begin Input for this task

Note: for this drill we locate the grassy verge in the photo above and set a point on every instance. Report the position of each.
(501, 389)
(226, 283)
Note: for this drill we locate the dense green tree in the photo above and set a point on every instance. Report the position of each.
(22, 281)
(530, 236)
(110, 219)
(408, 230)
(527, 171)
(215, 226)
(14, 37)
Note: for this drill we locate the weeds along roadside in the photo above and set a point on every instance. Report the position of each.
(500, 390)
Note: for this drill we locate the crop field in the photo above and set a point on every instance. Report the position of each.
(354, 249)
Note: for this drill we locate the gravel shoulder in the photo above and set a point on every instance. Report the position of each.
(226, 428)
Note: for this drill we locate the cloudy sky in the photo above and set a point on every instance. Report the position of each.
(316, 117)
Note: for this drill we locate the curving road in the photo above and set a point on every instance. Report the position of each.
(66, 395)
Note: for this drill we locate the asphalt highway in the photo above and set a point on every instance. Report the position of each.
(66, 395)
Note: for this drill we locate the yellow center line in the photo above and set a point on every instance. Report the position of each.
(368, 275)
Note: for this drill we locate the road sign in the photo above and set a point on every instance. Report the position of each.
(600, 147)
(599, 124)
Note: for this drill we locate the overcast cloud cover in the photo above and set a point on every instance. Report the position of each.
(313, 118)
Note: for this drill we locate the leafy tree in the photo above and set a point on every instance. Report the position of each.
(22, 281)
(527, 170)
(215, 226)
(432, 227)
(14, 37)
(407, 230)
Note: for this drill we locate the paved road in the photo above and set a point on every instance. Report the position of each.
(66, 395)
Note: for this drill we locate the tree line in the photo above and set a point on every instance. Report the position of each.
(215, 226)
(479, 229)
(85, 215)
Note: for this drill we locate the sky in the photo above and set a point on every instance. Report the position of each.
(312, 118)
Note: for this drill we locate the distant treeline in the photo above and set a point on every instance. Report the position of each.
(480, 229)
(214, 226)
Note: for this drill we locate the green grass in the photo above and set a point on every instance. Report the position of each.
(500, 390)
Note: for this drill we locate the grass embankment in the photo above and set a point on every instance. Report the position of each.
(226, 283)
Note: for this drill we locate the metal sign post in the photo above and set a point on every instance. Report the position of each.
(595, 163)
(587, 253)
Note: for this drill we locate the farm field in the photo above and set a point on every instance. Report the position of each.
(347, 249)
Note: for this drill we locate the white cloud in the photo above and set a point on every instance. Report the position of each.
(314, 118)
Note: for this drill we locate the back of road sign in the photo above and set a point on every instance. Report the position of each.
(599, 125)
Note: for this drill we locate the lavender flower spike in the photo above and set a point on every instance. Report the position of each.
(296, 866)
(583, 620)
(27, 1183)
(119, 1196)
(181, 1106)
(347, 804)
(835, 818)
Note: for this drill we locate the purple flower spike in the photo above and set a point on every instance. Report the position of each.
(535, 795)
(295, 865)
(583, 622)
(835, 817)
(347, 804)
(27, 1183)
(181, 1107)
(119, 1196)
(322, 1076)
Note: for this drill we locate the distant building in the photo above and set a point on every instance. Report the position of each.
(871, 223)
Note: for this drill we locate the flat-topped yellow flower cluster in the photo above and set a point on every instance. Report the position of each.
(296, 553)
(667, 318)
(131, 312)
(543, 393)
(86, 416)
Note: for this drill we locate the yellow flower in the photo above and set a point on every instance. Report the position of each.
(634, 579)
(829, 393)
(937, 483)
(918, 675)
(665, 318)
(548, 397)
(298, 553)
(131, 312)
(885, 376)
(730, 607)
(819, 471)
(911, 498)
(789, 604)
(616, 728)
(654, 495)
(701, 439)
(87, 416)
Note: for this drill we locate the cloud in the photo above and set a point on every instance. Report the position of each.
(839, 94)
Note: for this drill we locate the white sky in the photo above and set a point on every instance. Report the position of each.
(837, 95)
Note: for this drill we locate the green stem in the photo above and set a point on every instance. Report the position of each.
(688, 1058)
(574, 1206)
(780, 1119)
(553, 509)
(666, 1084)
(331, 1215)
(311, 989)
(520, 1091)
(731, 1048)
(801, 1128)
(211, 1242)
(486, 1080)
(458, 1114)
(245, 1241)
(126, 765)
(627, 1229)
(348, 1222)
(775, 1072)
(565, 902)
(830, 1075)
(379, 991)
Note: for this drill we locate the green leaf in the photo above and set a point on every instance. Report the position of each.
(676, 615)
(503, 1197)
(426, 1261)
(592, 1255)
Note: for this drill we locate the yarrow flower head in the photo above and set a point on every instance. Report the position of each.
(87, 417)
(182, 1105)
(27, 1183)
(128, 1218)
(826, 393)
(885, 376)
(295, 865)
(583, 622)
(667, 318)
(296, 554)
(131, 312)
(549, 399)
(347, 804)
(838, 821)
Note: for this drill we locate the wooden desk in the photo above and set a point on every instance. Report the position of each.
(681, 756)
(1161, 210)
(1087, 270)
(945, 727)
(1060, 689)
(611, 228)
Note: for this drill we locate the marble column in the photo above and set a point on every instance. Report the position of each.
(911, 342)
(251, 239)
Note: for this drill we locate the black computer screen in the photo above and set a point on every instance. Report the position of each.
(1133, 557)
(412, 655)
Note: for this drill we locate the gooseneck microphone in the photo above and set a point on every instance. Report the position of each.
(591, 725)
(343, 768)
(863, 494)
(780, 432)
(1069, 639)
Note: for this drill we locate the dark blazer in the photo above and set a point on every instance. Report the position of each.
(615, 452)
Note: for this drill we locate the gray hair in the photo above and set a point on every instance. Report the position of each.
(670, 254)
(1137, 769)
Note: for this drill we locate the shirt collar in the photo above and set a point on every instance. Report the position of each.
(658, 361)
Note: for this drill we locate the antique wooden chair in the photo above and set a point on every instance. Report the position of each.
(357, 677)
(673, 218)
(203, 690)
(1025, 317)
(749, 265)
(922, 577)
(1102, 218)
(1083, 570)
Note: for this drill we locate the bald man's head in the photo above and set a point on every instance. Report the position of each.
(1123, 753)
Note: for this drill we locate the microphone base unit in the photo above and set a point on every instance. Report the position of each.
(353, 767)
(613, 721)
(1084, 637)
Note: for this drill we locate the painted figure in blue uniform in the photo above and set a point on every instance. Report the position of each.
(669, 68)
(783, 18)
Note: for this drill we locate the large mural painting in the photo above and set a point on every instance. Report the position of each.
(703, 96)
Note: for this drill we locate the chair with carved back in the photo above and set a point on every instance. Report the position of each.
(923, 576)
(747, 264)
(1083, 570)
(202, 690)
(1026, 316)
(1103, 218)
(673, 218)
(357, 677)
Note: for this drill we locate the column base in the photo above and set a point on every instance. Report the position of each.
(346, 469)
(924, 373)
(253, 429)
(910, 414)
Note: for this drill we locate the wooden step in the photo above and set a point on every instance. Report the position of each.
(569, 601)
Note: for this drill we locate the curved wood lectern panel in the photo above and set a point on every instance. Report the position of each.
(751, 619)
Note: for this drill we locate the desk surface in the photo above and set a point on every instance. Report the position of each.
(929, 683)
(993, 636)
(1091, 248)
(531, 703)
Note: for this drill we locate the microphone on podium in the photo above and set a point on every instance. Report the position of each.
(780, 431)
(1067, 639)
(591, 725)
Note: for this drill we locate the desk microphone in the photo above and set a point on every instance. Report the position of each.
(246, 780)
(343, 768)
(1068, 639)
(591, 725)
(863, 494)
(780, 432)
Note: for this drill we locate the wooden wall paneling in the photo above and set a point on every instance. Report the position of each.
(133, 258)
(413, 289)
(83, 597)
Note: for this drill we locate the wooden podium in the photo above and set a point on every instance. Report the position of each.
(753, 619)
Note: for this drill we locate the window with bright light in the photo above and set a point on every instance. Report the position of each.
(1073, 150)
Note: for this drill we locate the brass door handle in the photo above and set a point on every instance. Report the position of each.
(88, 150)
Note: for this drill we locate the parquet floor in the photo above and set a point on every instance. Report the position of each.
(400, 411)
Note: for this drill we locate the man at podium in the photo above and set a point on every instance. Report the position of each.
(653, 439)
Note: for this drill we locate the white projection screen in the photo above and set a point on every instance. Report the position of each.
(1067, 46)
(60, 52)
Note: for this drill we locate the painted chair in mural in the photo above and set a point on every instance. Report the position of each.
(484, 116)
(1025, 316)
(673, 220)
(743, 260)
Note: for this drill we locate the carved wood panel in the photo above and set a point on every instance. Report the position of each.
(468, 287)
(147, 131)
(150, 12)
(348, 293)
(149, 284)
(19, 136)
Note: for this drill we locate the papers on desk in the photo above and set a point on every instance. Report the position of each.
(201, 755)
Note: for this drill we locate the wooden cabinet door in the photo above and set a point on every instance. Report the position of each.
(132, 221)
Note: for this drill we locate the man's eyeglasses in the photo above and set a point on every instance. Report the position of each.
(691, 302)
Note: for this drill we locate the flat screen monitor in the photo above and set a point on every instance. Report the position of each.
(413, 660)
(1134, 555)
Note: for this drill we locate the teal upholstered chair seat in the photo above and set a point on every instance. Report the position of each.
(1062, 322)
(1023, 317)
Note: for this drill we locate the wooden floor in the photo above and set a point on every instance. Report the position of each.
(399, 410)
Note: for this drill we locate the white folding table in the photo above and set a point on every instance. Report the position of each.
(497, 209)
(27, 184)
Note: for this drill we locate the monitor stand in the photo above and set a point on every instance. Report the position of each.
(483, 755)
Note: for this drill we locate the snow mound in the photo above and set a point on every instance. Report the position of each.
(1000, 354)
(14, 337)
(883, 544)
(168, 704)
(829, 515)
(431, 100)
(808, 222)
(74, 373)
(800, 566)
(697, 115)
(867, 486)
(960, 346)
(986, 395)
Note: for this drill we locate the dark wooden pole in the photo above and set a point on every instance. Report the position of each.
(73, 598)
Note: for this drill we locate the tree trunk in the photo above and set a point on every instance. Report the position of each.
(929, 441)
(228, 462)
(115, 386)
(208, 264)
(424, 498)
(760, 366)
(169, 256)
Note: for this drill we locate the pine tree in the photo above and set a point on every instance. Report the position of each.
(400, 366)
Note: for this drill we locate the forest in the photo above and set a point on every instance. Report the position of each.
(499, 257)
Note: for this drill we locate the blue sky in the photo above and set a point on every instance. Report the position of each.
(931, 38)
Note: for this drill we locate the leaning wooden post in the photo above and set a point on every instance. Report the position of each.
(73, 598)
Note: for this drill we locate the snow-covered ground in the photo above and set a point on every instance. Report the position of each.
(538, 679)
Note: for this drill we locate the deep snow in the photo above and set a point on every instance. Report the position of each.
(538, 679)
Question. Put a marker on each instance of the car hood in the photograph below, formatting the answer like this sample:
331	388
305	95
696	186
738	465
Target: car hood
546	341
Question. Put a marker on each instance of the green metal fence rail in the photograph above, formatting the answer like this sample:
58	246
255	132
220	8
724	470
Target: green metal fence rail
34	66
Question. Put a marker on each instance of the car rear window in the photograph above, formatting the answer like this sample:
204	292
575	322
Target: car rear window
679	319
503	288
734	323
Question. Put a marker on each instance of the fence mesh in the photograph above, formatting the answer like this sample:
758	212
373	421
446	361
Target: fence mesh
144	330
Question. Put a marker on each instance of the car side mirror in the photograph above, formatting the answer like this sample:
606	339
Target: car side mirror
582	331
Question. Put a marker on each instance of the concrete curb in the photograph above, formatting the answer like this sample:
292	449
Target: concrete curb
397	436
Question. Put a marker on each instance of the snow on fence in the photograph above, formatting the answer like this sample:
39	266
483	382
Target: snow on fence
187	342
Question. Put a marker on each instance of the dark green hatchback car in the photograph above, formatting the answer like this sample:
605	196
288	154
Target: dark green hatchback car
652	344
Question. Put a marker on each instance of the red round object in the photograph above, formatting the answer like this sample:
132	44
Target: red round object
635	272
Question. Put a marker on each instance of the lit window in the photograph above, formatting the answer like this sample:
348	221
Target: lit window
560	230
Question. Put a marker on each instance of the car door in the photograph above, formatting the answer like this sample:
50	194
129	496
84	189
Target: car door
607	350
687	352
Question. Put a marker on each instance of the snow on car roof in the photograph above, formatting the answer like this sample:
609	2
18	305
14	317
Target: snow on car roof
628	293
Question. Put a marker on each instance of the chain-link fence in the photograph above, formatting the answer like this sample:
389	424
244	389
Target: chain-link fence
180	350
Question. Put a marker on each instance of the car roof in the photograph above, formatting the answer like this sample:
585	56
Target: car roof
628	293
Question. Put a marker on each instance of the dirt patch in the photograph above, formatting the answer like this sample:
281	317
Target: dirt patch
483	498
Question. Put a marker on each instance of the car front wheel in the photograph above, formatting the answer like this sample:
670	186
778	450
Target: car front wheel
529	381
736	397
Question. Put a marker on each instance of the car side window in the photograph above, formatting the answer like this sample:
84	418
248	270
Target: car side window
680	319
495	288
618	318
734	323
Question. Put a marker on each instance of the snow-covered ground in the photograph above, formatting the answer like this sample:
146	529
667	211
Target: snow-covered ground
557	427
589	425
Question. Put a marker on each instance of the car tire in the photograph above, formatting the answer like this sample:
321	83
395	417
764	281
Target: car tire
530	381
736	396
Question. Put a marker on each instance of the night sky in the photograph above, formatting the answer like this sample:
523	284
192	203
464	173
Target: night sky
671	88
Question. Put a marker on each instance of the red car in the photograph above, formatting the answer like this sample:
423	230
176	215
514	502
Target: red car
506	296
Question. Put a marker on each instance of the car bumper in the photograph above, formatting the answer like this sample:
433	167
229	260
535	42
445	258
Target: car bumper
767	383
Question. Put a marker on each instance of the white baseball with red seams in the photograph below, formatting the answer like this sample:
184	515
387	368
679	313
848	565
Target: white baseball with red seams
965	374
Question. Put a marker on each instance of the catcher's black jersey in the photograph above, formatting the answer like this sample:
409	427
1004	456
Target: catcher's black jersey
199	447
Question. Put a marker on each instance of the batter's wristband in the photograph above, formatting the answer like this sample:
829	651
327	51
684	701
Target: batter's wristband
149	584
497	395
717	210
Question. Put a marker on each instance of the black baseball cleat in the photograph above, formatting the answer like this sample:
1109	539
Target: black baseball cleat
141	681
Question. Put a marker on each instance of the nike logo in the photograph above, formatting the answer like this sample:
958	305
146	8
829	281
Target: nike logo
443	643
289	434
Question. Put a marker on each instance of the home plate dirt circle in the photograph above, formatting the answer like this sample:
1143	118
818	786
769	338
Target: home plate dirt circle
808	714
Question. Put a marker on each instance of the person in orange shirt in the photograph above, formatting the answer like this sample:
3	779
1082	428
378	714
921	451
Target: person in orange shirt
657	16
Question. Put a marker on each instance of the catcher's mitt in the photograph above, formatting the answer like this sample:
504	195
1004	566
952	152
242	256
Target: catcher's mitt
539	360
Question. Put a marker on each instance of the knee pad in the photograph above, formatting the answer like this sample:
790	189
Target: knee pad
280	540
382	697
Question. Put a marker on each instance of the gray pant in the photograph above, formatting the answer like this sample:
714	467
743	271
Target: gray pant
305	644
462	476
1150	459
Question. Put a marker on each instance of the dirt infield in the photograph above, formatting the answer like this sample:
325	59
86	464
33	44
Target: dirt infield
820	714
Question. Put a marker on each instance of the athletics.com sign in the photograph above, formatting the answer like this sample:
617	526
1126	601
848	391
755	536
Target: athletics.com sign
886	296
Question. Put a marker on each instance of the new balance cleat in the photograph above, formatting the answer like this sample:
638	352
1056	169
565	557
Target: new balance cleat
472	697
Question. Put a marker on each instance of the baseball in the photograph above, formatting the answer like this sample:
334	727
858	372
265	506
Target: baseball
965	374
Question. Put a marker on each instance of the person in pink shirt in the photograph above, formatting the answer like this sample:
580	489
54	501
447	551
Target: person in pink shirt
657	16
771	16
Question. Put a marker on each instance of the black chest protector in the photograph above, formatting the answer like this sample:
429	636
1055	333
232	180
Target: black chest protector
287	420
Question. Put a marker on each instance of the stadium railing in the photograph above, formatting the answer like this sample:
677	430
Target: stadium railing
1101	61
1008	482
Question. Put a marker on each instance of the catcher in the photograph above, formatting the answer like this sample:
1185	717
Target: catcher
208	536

end Input for this task

#### [Stated exercise]
Retype the data word for word, everything from the line containing "Note: for this drill we locate the desk microphone" down to the line containing "(1073, 150)", with both of those lines included.

#### [Problem solution]
Note: for this drill we locate the desk microphone in the photo above and set a point on every instance. Report the position of each.
(246, 780)
(343, 768)
(1068, 639)
(591, 725)
(863, 494)
(780, 432)
Note: for this drill we locate the wooden wall paneling in the photo above and set a point on every instance. Report the position of each.
(133, 258)
(413, 289)
(83, 597)
Note: for this drill we locate the wooden podium in the photo above and set a point on every instance. Report the position of each.
(753, 619)
Note: for this drill we locate the window with bright light in the photo above and set a point on every instance. Report the position of each.
(1073, 150)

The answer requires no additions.